Records shown —

_ _ _

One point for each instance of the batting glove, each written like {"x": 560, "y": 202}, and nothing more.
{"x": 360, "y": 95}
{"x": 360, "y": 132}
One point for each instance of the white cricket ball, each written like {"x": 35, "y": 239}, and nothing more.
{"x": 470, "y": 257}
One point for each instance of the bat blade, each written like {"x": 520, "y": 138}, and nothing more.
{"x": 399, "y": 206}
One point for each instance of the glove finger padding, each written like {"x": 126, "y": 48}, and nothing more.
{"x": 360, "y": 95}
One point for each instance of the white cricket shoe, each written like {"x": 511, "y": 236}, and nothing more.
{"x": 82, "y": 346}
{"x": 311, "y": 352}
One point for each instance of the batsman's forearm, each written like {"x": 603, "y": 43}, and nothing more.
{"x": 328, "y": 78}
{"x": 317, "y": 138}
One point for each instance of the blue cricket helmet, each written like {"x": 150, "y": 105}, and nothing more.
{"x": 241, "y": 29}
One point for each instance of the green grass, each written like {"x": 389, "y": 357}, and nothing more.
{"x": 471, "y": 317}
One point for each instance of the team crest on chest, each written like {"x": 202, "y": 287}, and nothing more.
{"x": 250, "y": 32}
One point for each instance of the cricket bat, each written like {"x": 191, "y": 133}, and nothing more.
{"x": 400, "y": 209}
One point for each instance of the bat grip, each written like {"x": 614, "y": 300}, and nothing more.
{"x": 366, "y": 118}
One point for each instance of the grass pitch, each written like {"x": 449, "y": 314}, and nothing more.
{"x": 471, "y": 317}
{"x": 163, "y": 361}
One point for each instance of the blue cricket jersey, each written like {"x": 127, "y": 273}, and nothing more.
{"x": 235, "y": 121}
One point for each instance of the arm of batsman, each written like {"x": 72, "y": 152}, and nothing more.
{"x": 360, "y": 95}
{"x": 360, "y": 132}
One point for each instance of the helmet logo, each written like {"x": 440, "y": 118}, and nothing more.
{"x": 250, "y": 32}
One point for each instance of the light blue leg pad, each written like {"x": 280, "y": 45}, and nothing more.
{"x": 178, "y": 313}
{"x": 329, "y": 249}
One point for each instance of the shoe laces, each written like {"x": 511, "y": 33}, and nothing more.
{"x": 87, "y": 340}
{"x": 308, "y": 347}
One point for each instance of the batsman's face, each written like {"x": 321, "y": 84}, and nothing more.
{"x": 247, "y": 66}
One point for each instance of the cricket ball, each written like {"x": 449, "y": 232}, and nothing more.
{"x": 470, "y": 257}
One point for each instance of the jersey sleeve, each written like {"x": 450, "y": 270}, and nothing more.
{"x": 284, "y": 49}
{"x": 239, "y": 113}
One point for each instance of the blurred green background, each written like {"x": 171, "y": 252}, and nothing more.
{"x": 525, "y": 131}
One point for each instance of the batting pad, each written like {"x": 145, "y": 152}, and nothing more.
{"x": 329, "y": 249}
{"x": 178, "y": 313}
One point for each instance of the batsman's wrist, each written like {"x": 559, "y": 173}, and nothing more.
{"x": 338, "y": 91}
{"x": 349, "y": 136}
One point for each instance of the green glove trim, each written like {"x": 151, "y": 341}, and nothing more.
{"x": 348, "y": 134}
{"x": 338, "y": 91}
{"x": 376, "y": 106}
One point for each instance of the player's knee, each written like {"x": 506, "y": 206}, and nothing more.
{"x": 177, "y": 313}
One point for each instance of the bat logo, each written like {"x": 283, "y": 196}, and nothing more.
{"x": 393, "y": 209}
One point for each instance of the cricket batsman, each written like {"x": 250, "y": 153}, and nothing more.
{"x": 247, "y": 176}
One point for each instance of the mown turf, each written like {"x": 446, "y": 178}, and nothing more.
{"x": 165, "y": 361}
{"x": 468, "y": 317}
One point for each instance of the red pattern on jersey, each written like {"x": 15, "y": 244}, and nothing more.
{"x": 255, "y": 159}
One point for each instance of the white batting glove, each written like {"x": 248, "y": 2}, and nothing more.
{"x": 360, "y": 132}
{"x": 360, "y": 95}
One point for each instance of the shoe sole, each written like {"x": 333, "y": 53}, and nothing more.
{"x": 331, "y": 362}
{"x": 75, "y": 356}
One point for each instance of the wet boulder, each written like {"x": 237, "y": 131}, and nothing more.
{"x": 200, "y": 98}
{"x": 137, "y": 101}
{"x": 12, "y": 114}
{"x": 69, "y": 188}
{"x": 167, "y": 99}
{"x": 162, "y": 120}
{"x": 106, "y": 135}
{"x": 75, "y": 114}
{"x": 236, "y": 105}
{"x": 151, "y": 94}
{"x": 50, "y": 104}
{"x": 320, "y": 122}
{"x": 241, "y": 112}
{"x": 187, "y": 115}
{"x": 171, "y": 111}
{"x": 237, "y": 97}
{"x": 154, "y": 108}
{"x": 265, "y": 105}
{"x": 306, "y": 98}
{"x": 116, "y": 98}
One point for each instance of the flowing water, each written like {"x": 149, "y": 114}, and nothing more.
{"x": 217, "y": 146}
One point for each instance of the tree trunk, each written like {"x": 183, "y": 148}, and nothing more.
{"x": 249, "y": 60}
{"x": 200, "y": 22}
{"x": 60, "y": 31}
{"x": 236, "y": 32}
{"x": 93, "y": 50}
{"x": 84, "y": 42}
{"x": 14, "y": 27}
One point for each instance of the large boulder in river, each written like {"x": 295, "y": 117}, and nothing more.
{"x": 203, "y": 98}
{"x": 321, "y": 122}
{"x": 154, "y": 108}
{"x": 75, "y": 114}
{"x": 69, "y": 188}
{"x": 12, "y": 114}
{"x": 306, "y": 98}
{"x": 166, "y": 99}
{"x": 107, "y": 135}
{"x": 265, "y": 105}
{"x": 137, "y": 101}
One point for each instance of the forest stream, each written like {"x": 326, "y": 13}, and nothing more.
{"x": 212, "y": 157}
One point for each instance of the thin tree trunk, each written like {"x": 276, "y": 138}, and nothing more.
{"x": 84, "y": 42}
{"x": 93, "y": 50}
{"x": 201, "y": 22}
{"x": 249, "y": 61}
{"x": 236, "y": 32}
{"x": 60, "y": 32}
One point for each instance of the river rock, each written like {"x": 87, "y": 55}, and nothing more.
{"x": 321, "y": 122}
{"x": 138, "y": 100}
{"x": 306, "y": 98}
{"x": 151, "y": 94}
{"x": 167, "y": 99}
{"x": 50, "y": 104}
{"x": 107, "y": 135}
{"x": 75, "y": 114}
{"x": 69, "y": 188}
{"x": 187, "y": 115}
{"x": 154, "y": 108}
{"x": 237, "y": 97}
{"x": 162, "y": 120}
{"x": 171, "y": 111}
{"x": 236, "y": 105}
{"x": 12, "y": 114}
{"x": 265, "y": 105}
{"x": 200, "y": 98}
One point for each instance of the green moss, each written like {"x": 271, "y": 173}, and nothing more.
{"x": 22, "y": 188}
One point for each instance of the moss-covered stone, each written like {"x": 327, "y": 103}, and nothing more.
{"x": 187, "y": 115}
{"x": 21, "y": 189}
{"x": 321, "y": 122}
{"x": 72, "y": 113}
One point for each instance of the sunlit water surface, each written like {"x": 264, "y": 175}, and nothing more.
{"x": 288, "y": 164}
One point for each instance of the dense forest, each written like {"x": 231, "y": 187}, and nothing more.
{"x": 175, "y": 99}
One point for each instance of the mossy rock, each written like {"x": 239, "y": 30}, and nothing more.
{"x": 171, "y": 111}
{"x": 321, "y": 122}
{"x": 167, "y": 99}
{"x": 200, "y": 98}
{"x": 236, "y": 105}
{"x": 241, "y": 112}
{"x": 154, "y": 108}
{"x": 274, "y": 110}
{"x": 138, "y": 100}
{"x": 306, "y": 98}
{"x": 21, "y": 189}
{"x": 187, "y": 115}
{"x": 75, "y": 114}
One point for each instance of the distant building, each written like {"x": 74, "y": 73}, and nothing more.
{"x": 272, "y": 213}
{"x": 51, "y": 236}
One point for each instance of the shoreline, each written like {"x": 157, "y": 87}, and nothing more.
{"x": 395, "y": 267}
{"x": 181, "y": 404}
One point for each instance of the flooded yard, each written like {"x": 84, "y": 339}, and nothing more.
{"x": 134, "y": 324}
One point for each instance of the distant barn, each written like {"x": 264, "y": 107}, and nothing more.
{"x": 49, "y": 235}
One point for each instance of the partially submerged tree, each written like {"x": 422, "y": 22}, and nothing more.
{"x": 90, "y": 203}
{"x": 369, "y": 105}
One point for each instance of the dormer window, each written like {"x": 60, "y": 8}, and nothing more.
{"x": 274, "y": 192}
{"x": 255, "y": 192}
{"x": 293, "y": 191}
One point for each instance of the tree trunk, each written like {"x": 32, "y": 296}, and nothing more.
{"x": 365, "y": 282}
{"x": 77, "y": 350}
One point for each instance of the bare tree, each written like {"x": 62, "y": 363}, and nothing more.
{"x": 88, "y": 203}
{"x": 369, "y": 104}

_ _ _

Task instructions —
Nothing outside the span should appear: transcribe the lines from the one containing "One point for each instance of the moss-covered" through the last line of the records.

Worked solution —
One point for each instance of the moss-covered stone, each written like {"x": 327, "y": 103}, and nothing more.
{"x": 187, "y": 115}
{"x": 21, "y": 189}
{"x": 321, "y": 122}
{"x": 72, "y": 113}
One point for each instance of the sunlit water surface, each written like {"x": 264, "y": 175}, and nothing more.
{"x": 288, "y": 164}
One point for each instance of the dense forest, each written like {"x": 231, "y": 187}, and nothing more.
{"x": 175, "y": 99}
One point for each instance of the mossy rock, each written like {"x": 239, "y": 30}, and nothing more.
{"x": 171, "y": 111}
{"x": 321, "y": 122}
{"x": 167, "y": 99}
{"x": 200, "y": 98}
{"x": 236, "y": 105}
{"x": 241, "y": 112}
{"x": 154, "y": 108}
{"x": 274, "y": 110}
{"x": 138, "y": 100}
{"x": 306, "y": 98}
{"x": 21, "y": 189}
{"x": 187, "y": 115}
{"x": 75, "y": 114}
One point for each instance of the distant building, each written like {"x": 74, "y": 73}, and nothing more.
{"x": 272, "y": 213}
{"x": 51, "y": 236}
One point for each instance of the shoreline, each written like {"x": 157, "y": 87}, and nothing more.
{"x": 395, "y": 267}
{"x": 181, "y": 404}
One point for each instance of the flooded yard, each written like {"x": 84, "y": 339}, and nothing more.
{"x": 134, "y": 324}
One point for each instance of the distant barn, each written like {"x": 264, "y": 107}, and nothing more.
{"x": 49, "y": 235}
One point for each instance of the partially submerged tree, each written like {"x": 422, "y": 22}, and nothing more.
{"x": 90, "y": 203}
{"x": 369, "y": 105}
One point for each instance of the dormer window, each written like {"x": 60, "y": 8}, and nothing more.
{"x": 274, "y": 192}
{"x": 255, "y": 192}
{"x": 293, "y": 191}
One point for each instance of the tree trunk, each written like {"x": 32, "y": 296}, and nothing more.
{"x": 365, "y": 282}
{"x": 77, "y": 350}
One point for each instance of the bare tree, each written like {"x": 62, "y": 363}, and nothing more.
{"x": 88, "y": 203}
{"x": 369, "y": 104}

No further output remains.